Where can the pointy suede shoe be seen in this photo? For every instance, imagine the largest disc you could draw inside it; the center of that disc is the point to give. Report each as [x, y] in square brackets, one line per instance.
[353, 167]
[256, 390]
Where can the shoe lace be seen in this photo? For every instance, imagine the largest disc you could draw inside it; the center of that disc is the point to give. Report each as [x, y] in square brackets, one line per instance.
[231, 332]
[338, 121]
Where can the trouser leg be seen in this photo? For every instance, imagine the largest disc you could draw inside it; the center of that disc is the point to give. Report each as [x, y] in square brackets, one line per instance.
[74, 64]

============

None of the lines before the one containing "Where can the shoe" belong in the answer; reproduce that line and all later lines of the records exactly.

#### COMPLETED TASK:
Where can the shoe lace be seen in this photo? For every instance, imagine the largest disc you could draw inside it; the center of that disc is the point to give. Report each as [x, y] in square brackets, one line per instance.
[231, 332]
[338, 121]
Where can the trouser leg be seen in this photo? For every instance, imagine the largest disc you could draw inside it; the center of that disc is the point to give. Report each as [x, y] in square brackets, one line per instance.
[74, 64]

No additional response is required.